> **SELECTION**:

┏━━

Name	Name	Last commit message	Last commit date
parent directory ..
Generating Surrogate Keys.sql	Generating Surrogate Keys.sql
README.md	README.md

Introduction to Surrogate Key Generation for Lake House

2020-08-25 | Watch the video | This folder contains the notebooks used in this tutorial.

History of Surrogate Keys
Why is it hard
Requirements for a good strategy

Embarisingly parallel
SQL based
No Collisions

Strategies

monotonically_increasing_id
row_number() Rank OVER
ZipWithIndex()
ZipWithUniqueIndex()
Row Hash with hash()
Row Hash with md5()

Validation

Uniqueness / Collisions
Distributability (Performance)
Distribution (Skewness)

┗━━

> **SHORT PROBLEM**:
Extend the outline on surrogate key generation for the lake house, picking up after its final line.

[Saved entries]
┏━━

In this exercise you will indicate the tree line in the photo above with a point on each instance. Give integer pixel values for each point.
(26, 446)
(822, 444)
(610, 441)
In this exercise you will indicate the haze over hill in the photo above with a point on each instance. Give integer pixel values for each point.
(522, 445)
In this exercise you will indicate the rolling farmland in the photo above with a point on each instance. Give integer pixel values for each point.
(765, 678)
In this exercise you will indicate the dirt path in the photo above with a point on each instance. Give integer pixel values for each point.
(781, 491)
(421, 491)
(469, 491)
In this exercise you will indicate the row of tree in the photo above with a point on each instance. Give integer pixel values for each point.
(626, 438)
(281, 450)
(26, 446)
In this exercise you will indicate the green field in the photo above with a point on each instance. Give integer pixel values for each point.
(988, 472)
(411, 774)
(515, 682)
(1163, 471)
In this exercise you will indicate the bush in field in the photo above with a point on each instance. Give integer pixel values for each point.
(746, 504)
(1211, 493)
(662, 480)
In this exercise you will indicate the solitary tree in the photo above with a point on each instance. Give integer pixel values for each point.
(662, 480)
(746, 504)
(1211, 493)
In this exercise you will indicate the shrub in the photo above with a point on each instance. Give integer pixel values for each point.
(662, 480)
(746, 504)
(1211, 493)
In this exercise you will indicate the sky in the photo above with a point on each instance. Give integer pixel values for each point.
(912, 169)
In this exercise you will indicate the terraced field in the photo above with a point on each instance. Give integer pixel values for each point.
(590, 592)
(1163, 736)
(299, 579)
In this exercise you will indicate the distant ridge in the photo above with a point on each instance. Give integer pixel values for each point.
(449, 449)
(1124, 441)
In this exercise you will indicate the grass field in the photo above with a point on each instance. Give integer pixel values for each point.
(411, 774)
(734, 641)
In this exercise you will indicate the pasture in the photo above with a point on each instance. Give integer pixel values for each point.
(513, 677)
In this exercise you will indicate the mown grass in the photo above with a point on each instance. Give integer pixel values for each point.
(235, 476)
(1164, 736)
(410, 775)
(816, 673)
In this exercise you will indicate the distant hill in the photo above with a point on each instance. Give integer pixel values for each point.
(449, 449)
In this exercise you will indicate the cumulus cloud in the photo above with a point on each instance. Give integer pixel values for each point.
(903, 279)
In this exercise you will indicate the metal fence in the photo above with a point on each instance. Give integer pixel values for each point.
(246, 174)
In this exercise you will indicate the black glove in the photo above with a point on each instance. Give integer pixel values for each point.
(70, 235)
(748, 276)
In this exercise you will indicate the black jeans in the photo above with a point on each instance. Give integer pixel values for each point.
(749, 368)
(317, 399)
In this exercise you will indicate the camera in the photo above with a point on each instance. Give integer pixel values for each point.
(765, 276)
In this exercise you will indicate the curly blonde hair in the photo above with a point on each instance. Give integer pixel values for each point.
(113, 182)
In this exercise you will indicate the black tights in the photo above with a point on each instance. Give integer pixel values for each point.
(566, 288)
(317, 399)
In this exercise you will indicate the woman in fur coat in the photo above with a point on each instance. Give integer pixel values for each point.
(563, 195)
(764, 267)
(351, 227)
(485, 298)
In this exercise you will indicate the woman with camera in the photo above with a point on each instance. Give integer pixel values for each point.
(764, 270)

┗━━

> **ANSWER TO THE TASK**:
Summary

History of Surrogate Keys

"A surrogate key (or synthetic key, entity identifier, system-generated key, database sequence number, factless key, technical key, or arbitrary unique identifier[citation needed]) in a database is a unique identifier for either an entity in the modeled world or an object in the database. The surrogate key is not derived from application data, unlike a natural (or business) key which is derived from application data.[1]" https://en.wikipedia.org/wiki/Surrogate_key

Ralph Kimbal: "Actually, a surrogate key in a data warehouse is more than just a substitute for a natural key. In a data warehouse, a surrogate key is a necessary generalization of the natural production key and is one of the basic elements of data warehouse design. Let’s be very clear: Every join between dimension tables and fact tables in a data warehouse environment should be based on surrogate keys, not natural keys. It is up to the data extract logic to systematically look up and replace every incoming natural key with a data warehouse surrogate key each time either a dimension record or a fact record is brought into the data warehouse environment."

"A surrogate key is frequently a sequential number (e.g. a Sybase or SQL Server "identity column", a PostgreSQL or Informix serial, an Oracle or SQL Server SEQUENCE or a column defined with AUTO_INCREMENT in MySQL). Some databases provide UUID/GUID as a possible data type for surrogate keys (e.g. PostgreSQL UUID or SQL Server UNIQUEIDENTIFIER)."

Approaches to generating surrogates include:

Universally Unique Identifiers (UUIDs)
Globally Unique Identifiers (GUIDs)
Object Identifiers (OIDs)
Sybase or SQL Server identity column IDENTITY OR IDENTITY(n,n)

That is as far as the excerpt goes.